Records shown:
----------------------------------------
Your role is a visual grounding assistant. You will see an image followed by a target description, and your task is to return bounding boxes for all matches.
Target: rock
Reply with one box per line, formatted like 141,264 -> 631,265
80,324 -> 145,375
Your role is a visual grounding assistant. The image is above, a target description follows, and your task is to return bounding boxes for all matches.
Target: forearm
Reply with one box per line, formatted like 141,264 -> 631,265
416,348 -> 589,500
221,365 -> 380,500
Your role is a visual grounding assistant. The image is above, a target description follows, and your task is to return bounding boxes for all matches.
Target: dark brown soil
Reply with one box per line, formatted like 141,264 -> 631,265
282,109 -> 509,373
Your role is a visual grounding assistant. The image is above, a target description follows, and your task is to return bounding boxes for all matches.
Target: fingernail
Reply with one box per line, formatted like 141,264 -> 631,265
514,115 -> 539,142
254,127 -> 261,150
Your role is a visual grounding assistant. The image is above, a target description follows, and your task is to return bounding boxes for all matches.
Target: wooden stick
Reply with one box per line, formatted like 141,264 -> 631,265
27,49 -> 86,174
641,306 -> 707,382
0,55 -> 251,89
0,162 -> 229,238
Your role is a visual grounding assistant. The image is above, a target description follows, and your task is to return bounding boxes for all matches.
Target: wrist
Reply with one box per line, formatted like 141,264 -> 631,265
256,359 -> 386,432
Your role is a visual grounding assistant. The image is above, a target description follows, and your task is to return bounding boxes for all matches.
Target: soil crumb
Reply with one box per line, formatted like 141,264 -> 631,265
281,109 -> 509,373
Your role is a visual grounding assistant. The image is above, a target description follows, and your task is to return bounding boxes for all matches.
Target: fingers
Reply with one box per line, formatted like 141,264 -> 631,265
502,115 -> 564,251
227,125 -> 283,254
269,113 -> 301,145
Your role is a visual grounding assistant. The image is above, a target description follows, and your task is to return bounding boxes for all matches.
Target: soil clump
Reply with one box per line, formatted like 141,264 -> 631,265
----------------------------------------
Work instructions: Starting with the first line of the records and going on through the line that contains "269,113 -> 301,145", write out every line again. Offset each answer box by adding 53 to each of its coordinates, and leave all other numbers unchanged.

The result:
Your role is a visual grounding assistant. You will see an image followed by a target description, and your task is to return bounding boxes for all matches.
Target: rock
Reply with one box per line, formatted like 141,264 -> 631,265
133,377 -> 198,428
Your role is a visual grounding assistant. The image is above, a target description follows, and your task is to return bounding boxes for all matches.
Target: forearm
Reply with one box per line, formatted like 141,264 -> 631,265
469,401 -> 642,553
274,418 -> 433,553
Your role is a visual grounding assistant. The image is above, a target description follows, and your task is to return bounding boxes for all matches.
Target: dark brown soil
Reply with one box per line, formatted like 141,264 -> 631,265
335,162 -> 562,426
Your role is a visual grounding assistant. The image is above, a target description follows, and your task is to return bounding boxes for all matches.
Target: fingernail
Reply with one box per line, formatted like 141,264 -> 631,265
567,168 -> 592,195
307,180 -> 314,203
Your role is a visual grounding assistant. The image is above, a target description follows, and your task is to return bounding boxes for all matches.
Target: wooden stick
Reply with one box per line, formatted like 141,264 -> 631,265
80,102 -> 139,227
694,359 -> 760,435
53,108 -> 304,142
53,215 -> 282,291
Your role is a visual grounding assistant. The image is above, a target description follows, and your task is to return bounding boxes for all matches.
Target: wrist
Reply with one box per line, formatted like 141,264 -> 631,265
309,412 -> 439,485
Your role is a visual grounding assistant. The image is above, a target description follows, and your task is to return bounding boxes for all matches.
Target: soil crumb
Reply with one box per line, formatted like 141,264 -> 631,265
334,162 -> 562,426
Your role is a visual grounding assistant. The image is above, a target description follows, and your task is to return bounding boxes for all matches.
Target: fingers
Reply with one box per line, formatted like 141,264 -> 631,265
555,168 -> 617,304
280,178 -> 336,307
322,166 -> 354,198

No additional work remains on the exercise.